_EXERCISE MATERIAL:_

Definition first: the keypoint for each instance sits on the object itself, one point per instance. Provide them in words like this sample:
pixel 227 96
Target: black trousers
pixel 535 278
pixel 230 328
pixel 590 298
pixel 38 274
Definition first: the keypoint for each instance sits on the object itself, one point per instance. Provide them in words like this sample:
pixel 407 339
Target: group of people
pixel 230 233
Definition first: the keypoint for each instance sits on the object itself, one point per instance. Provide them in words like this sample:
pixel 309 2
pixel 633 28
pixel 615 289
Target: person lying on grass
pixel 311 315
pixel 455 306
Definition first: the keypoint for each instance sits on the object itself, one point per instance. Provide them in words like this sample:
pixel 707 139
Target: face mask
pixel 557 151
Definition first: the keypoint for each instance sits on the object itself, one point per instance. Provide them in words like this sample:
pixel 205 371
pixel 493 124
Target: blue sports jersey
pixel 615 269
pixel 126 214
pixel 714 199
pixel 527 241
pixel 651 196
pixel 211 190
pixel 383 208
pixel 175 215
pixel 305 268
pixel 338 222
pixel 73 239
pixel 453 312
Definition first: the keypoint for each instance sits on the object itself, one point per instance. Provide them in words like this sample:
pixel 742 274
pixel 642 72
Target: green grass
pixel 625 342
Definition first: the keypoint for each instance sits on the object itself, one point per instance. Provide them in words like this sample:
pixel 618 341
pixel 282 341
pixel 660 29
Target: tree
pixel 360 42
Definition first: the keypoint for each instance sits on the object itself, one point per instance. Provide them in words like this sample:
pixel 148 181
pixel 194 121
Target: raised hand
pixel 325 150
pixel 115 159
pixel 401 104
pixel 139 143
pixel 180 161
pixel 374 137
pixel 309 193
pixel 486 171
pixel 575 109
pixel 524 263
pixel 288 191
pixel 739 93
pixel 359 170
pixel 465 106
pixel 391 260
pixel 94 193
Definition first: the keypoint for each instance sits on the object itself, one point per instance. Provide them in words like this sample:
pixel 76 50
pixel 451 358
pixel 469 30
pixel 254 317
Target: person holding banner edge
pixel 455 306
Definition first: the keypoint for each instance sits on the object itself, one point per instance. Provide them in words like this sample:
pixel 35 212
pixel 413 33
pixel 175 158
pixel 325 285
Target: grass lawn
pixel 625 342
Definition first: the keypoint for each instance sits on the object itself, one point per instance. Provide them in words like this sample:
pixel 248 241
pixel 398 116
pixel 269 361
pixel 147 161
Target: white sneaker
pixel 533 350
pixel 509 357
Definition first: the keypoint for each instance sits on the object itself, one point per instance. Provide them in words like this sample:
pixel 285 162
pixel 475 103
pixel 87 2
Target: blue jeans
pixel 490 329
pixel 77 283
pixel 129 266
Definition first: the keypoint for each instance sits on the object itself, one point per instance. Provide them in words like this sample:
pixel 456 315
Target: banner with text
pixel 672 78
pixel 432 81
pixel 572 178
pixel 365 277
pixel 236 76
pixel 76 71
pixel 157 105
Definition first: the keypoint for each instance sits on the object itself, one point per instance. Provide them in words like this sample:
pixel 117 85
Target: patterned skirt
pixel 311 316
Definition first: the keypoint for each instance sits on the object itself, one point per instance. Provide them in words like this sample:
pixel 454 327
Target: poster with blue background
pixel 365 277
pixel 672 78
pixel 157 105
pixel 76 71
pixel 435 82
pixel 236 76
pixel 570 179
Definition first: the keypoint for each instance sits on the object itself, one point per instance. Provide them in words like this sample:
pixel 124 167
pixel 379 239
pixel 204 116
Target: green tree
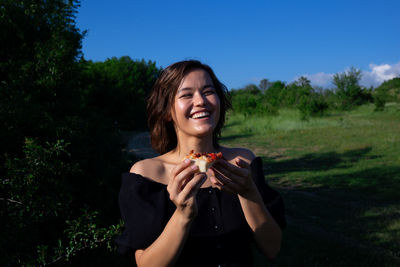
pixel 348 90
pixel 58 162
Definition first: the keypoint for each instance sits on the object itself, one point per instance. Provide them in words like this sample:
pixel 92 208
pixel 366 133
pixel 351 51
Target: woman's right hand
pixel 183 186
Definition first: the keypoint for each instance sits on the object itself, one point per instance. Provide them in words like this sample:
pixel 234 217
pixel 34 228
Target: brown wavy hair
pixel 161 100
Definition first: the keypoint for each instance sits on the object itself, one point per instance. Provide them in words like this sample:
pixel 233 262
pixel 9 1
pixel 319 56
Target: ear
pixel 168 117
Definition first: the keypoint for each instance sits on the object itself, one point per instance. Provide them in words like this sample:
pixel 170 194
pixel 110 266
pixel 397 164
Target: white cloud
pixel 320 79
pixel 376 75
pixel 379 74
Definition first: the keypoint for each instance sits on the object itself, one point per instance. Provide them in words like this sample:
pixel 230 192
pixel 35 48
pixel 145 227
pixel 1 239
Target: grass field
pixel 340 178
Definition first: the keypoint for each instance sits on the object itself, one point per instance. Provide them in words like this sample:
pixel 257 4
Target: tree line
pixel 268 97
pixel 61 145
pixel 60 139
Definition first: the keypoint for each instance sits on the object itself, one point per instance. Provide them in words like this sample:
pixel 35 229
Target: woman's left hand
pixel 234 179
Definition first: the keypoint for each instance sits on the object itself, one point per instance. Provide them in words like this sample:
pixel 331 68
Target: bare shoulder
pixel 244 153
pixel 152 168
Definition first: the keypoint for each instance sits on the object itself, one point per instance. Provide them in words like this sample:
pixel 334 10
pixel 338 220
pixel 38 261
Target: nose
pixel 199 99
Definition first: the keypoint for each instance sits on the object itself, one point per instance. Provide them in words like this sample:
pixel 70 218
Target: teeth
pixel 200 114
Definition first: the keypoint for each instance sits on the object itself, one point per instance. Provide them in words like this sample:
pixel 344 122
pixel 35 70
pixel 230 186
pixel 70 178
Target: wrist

_DIRECTIONS:_ Transcribe every entry word for word, but omit the pictures.

_TASK SOLUTION:_
Definition first: the keypoint for each instance sits on the object itself, one point per instance. Provide them in words like this sample:
pixel 227 96
Target: black trousers
pixel 535 278
pixel 230 328
pixel 590 298
pixel 38 274
Definition first: the keypoint for each instance sits on the object itself, one point per instance. Provide them in words like this sample:
pixel 407 339
Target: group of people
pixel 230 233
Definition first: the keypoint for each instance sits on the object itself, one point per instance. Provide them in words like this sample:
pixel 309 2
pixel 633 28
pixel 615 289
Target: person lying on grass
pixel 311 315
pixel 455 306
Definition first: the keypoint for each instance sits on the object itself, one point per instance. Provide them in words like this sample:
pixel 707 139
Target: face mask
pixel 557 151
Definition first: the keypoint for each instance sits on the object itself, one point per instance. Provide them in words like this sample:
pixel 205 371
pixel 493 124
Target: blue sports jersey
pixel 615 269
pixel 126 214
pixel 714 199
pixel 527 241
pixel 651 196
pixel 211 190
pixel 383 208
pixel 175 215
pixel 305 268
pixel 338 222
pixel 73 239
pixel 453 312
Definition first: the keypoint for each instance sits on the object itself, one point per instance. Provide them in words like this sample:
pixel 742 274
pixel 642 72
Target: green grass
pixel 625 342
Definition first: the keypoint for each instance sits on the object itself, one point per instance. Provide them in words like this sample:
pixel 618 341
pixel 282 341
pixel 660 29
Target: tree
pixel 360 42
Definition first: the keypoint for each instance sits on the object itself, one point per instance. Provide them in words like this sample:
pixel 148 181
pixel 194 121
Target: raised hand
pixel 325 150
pixel 115 159
pixel 401 104
pixel 139 143
pixel 180 161
pixel 374 137
pixel 309 193
pixel 486 171
pixel 575 109
pixel 524 263
pixel 288 191
pixel 739 93
pixel 359 170
pixel 465 106
pixel 391 260
pixel 94 193
Definition first: the keypoint for each instance sits on the object itself, one point per instance. Provide them in words like this sample:
pixel 76 50
pixel 451 358
pixel 469 30
pixel 254 317
Target: person holding banner edge
pixel 455 306
Definition first: the keypoint for each instance sits on the object itself, one point per instance. Provide them in words like this sample:
pixel 35 212
pixel 413 33
pixel 175 158
pixel 325 285
Target: grass lawn
pixel 625 342
Definition first: the keypoint for each instance sits on the object itself, one point per instance. Provide them in words like this sample:
pixel 248 241
pixel 398 116
pixel 269 361
pixel 147 161
Target: white sneaker
pixel 533 350
pixel 509 357
Definition first: the keypoint for each instance sits on the object itself, one point per instance. Provide them in words like this sample:
pixel 285 162
pixel 475 103
pixel 87 2
Target: blue jeans
pixel 490 329
pixel 77 283
pixel 129 266
Definition first: the keypoint for each instance sits on the object itself, one point per instance. Provide them in words like this sample:
pixel 456 315
Target: banner with text
pixel 672 78
pixel 432 81
pixel 572 178
pixel 365 277
pixel 236 76
pixel 76 71
pixel 157 105
Definition first: the keypoint for each instance sits on the object itself, one point per instance. Provide them in words like this sample:
pixel 117 85
Target: patterned skirt
pixel 311 316
Definition first: the keypoint for each instance sits on the object itself, one point per instance. Provide them in words like this sample:
pixel 454 327
Target: poster with blue background
pixel 365 277
pixel 672 78
pixel 157 105
pixel 76 71
pixel 435 82
pixel 236 76
pixel 570 179
Definition first: the keypoint for each instance sits on the object itself, one point per instance. Provide them in words like this sample:
pixel 124 167
pixel 379 239
pixel 204 116
Target: green tree
pixel 348 90
pixel 58 162
Definition first: the keypoint for each instance sits on the object itself, one point per instance. Provide them in words like this sample:
pixel 92 208
pixel 366 133
pixel 351 51
Target: woman's right hand
pixel 183 186
Definition first: the keypoint for each instance sits on the object itself, one point per instance. Provide them in words like this sample:
pixel 234 217
pixel 34 228
Target: brown wavy hair
pixel 161 100
Definition first: the keypoint for each instance sits on the object itself, one point per instance. Provide them in words like this sample:
pixel 233 262
pixel 9 1
pixel 319 56
Target: ear
pixel 168 117
Definition first: the keypoint for each instance sits on the object itself, one point per instance. Provide them in words like this sample:
pixel 170 194
pixel 110 266
pixel 397 164
Target: white cloud
pixel 320 79
pixel 376 75
pixel 379 74
Definition first: the keypoint for each instance sits on the object itself, one point per instance. Provide them in words like this sample:
pixel 230 192
pixel 35 48
pixel 145 227
pixel 1 239
Target: grass field
pixel 340 178
Definition first: the keypoint for each instance sits on the object itself, one point per instance. Provide them in words like this sample:
pixel 257 4
Target: tree line
pixel 268 97
pixel 61 145
pixel 60 139
Definition first: the keypoint for each instance sits on the object itself, one point per instance. Provide them in words like this sample:
pixel 35 229
Target: woman's left hand
pixel 234 179
Definition first: the keypoint for each instance sits on the object itself, one point per instance. Provide them in words like this sample:
pixel 331 68
Target: bare shoulder
pixel 244 153
pixel 152 168
Definition first: the keypoint for each instance sits on the object itself, one point per instance. Provide them in words like this sample:
pixel 334 10
pixel 338 220
pixel 38 261
Target: nose
pixel 199 99
Definition first: the keypoint for each instance sits on the object itself, one point per instance. Provide them in words like this sample:
pixel 70 218
Target: teeth
pixel 200 114
Definition first: the keypoint for each instance sits on the object itself, one point per instance. Provide them in words like this sample:
pixel 344 122
pixel 35 70
pixel 230 186
pixel 70 178
Target: wrist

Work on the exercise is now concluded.